INSTRUCTIONS FOR THE TASK: Edit the post about Chizik's book: write out everything from "First and foremost, Cecil" down to "to being paid." with "boosters" changed to "supporters".

TEXT SHOWN:
══════

June 16th, 2011 09:56 AM║ Posted By: John Pennington ║ Permalink
║ Schools: Auburn
Tags: Cam Newton, Cecil Newton, Gene Chizik, Thayer Evans
In his upcoming book, “All In: What it Takes to Be the Best,” Gene Chizik writes that Auburn officials had no worries whatsoever about Cam Newton’s eligibility last season:
“We knew we had done nothing wrong during the recruiting process. If we’d had any level of concern regarding Cameron’s eligibility, we would not have put him on the field and risked forfeiting games for playing an ineligible player.”
While he didn’t have problems with Newton’s playing status, he did take issue with the media.
“My complaint comes when some individuals in the media engage in irresponsible journalism that destroys someone’s reputation,” Chizik writes. “It take a long time to repair a reputation, and sometimes that damage is impossible to recover from. In this case there were a lot of assumptions being made and criticisms being spun out of those assumptions; it was harming Cameron’s reputation.”
First and foremost, Cecil Newton harmed Cam’s reputation by asking for money from Mississippi State boosters. So not everything should be dumped at the feet of the press.
Second, if Chizik is hinting at two reports in particular, then we’ll agree with him:
1. Joe Schad of ESPN.com wrote a piece claiming that Newton had admitted to someone at MSU that the money provided by Auburn was too much to pass up. There was no follow-up and no proof of that payment ever emerged. Also — while it’s assumed that Dan Mullen’s wife did the talking to Schad — ESPN has never followed up on this story and it seems they’d be happy if it were just forgotten. Yet it remains the only mainstream non-opinion piece claiming that Newton admitted to being paid.
2. Thayer Evans of FoxSports.com wrote that Newton was in trouble for cheating academically while at Florida. No proof was ever provided and sadly, it seems, no one has investigated on the UF campus to find who leaked Newton’s alleged academic situation to the press… which could be viewed as being a violation of federal privacy laws.

══════

GIVEN ENTRIES:
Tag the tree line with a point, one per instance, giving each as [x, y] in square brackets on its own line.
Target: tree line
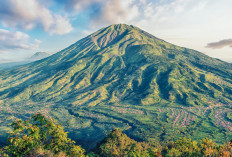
[42, 137]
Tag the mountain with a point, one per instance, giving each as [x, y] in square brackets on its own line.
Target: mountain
[35, 57]
[39, 56]
[123, 77]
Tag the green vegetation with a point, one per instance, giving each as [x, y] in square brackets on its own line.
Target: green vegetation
[123, 77]
[39, 136]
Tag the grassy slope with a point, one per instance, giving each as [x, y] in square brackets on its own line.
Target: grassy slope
[124, 77]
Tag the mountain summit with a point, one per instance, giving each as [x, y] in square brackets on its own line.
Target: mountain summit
[122, 76]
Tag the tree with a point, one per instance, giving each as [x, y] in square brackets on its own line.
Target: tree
[39, 135]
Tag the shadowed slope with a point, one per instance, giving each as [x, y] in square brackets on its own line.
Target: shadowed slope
[119, 70]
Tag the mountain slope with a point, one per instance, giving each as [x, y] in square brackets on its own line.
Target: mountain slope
[122, 76]
[38, 56]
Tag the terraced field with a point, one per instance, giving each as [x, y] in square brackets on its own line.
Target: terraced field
[123, 77]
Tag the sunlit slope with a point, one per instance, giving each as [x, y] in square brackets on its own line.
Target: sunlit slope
[128, 78]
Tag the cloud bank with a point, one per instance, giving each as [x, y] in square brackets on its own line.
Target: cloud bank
[29, 14]
[220, 44]
[16, 41]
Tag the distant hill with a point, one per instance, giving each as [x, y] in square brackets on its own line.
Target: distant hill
[123, 77]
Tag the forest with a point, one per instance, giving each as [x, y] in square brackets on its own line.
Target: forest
[44, 137]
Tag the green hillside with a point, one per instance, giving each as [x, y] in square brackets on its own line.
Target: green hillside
[124, 77]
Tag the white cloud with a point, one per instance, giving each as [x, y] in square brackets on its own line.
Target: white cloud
[29, 14]
[16, 41]
[62, 26]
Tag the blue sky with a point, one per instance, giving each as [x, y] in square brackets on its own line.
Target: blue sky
[29, 26]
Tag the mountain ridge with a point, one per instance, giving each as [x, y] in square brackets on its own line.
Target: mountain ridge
[122, 76]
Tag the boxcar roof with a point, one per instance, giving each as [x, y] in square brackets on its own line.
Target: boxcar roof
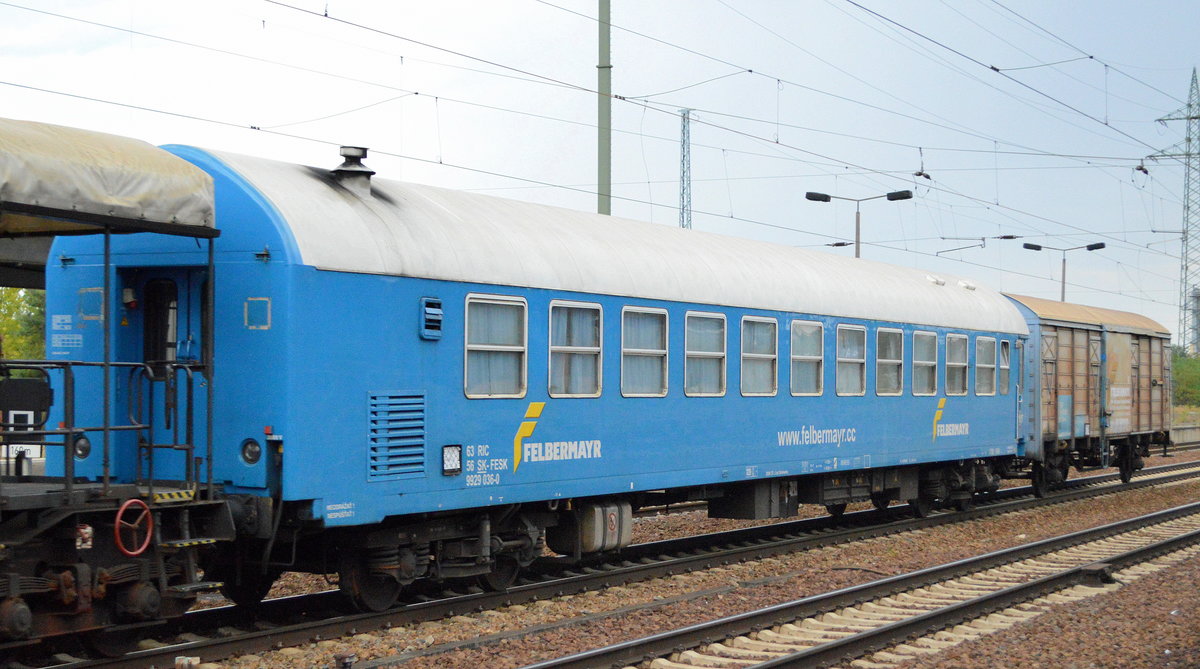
[407, 229]
[1111, 319]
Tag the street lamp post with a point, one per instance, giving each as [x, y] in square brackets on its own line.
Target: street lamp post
[1062, 293]
[858, 215]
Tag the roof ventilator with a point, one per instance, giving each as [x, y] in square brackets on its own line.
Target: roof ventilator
[352, 174]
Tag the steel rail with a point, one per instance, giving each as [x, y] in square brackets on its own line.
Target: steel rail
[639, 650]
[635, 564]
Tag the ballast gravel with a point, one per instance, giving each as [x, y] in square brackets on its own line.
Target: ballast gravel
[580, 622]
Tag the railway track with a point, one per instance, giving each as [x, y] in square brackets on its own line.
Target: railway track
[222, 632]
[687, 507]
[870, 624]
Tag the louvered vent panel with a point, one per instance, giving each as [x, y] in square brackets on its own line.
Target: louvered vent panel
[396, 435]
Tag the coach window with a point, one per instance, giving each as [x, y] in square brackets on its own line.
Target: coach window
[888, 361]
[985, 366]
[703, 373]
[808, 357]
[496, 347]
[924, 363]
[955, 365]
[574, 349]
[760, 356]
[851, 360]
[643, 353]
[1005, 366]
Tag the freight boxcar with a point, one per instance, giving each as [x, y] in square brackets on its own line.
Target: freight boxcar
[1102, 381]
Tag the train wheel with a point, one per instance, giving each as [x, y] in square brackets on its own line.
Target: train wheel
[1039, 481]
[835, 510]
[502, 577]
[921, 508]
[246, 589]
[369, 591]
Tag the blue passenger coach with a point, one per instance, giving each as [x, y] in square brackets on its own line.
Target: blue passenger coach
[419, 383]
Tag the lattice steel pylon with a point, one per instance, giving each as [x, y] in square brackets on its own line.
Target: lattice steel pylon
[685, 169]
[1189, 255]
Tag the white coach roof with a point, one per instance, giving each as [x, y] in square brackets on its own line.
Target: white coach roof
[60, 180]
[413, 230]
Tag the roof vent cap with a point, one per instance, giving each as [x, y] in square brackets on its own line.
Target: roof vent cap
[352, 173]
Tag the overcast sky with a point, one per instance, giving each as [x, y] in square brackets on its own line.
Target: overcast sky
[790, 96]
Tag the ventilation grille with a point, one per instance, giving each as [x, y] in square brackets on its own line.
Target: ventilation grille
[431, 318]
[396, 435]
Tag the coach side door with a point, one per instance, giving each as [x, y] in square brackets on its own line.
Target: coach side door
[161, 325]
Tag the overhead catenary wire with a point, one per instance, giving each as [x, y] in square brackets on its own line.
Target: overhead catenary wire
[586, 89]
[865, 170]
[503, 175]
[994, 68]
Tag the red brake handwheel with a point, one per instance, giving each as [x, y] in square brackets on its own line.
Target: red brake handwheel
[144, 519]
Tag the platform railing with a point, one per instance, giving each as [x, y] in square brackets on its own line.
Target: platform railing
[67, 434]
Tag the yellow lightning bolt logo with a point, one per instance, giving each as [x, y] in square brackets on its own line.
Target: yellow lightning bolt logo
[937, 416]
[526, 429]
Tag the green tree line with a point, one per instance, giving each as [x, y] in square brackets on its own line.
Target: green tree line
[1185, 378]
[23, 323]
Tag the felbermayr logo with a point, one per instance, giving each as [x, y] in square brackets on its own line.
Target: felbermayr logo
[947, 429]
[547, 451]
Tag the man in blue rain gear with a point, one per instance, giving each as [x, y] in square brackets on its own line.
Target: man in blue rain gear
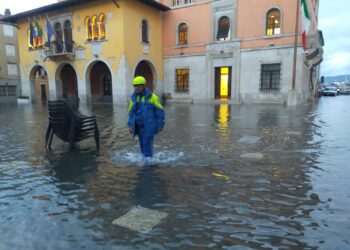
[146, 115]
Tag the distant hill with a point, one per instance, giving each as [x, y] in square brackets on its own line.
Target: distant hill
[341, 78]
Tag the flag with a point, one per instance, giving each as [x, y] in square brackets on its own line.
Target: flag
[31, 33]
[51, 34]
[306, 21]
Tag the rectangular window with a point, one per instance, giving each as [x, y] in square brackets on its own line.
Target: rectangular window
[182, 2]
[182, 80]
[270, 77]
[8, 90]
[12, 69]
[10, 50]
[8, 30]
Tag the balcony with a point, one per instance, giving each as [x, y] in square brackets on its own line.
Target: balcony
[60, 49]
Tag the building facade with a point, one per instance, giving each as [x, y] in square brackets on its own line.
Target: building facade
[227, 49]
[9, 62]
[90, 50]
[192, 50]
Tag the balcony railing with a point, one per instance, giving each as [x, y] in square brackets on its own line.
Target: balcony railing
[60, 48]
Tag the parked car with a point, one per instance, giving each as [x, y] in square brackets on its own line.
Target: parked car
[345, 92]
[330, 91]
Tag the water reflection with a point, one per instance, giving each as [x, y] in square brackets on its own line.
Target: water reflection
[150, 188]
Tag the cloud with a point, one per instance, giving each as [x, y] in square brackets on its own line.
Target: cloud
[334, 22]
[336, 63]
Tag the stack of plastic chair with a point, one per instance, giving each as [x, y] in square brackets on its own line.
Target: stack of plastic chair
[69, 124]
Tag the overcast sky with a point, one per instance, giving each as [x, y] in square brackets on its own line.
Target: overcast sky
[334, 21]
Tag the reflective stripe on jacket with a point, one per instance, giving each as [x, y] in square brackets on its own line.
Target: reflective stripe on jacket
[152, 113]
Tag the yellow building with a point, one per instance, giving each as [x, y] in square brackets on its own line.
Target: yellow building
[90, 49]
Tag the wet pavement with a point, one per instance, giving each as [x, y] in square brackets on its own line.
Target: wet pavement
[223, 177]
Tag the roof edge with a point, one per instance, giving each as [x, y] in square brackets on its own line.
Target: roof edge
[71, 3]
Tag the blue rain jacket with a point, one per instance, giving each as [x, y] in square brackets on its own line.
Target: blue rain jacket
[145, 110]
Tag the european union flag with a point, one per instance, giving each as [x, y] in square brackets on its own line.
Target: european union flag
[31, 34]
[51, 34]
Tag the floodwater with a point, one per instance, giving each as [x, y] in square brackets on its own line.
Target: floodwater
[226, 176]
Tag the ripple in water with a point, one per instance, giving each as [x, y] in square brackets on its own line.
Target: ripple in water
[162, 157]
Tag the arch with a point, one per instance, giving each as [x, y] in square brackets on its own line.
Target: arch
[224, 25]
[146, 69]
[39, 82]
[182, 34]
[273, 22]
[98, 77]
[66, 81]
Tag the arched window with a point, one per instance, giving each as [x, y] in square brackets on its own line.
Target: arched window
[88, 28]
[144, 28]
[273, 22]
[68, 36]
[183, 34]
[95, 28]
[59, 38]
[30, 43]
[102, 24]
[223, 29]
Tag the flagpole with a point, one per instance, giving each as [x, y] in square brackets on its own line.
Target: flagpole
[295, 44]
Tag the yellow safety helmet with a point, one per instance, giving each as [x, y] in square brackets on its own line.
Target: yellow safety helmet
[139, 80]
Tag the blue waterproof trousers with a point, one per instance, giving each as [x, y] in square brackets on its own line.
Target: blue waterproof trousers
[146, 142]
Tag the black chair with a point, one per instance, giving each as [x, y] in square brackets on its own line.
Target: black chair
[69, 124]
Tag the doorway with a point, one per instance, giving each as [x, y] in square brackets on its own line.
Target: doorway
[223, 83]
[144, 69]
[43, 91]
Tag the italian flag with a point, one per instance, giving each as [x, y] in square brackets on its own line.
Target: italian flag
[306, 20]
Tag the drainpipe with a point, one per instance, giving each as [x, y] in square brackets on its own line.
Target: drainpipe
[295, 44]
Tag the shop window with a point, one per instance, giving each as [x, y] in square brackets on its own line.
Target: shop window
[183, 34]
[88, 28]
[102, 23]
[95, 28]
[223, 29]
[270, 77]
[273, 22]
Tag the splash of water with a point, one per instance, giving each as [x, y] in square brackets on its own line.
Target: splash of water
[161, 157]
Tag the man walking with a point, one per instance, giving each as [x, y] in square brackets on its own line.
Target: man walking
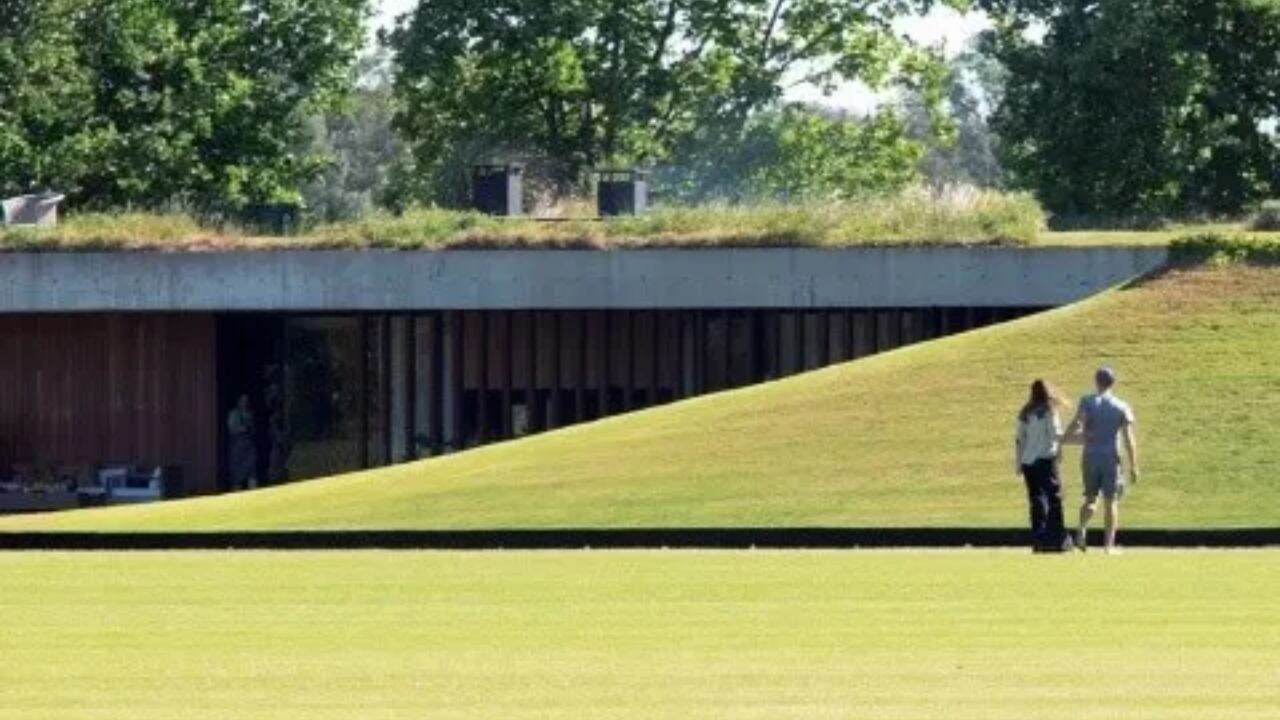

══════

RESULT OF THIS EXERCISE:
First and foremost, Cecil Newton harmed Cam’s reputation by asking for money from Mississippi State supporters. So not everything should be dumped at the feet of the press.
Second, if Chizik is hinting at two reports in particular, then we’ll agree with him:
1. Joe Schad of ESPN.com wrote a piece claiming that Newton had admitted to someone at MSU that the money provided by Auburn was too much to pass up. There was no follow-up and no proof of that payment ever emerged. Also — while it’s assumed that Dan Mullen’s wife did the talking to Schad — ESPN has never followed up on this story and it seems they’d be happy if it were just forgotten. Yet it remains the only mainstream non-opinion piece claiming that Newton admitted to being paid.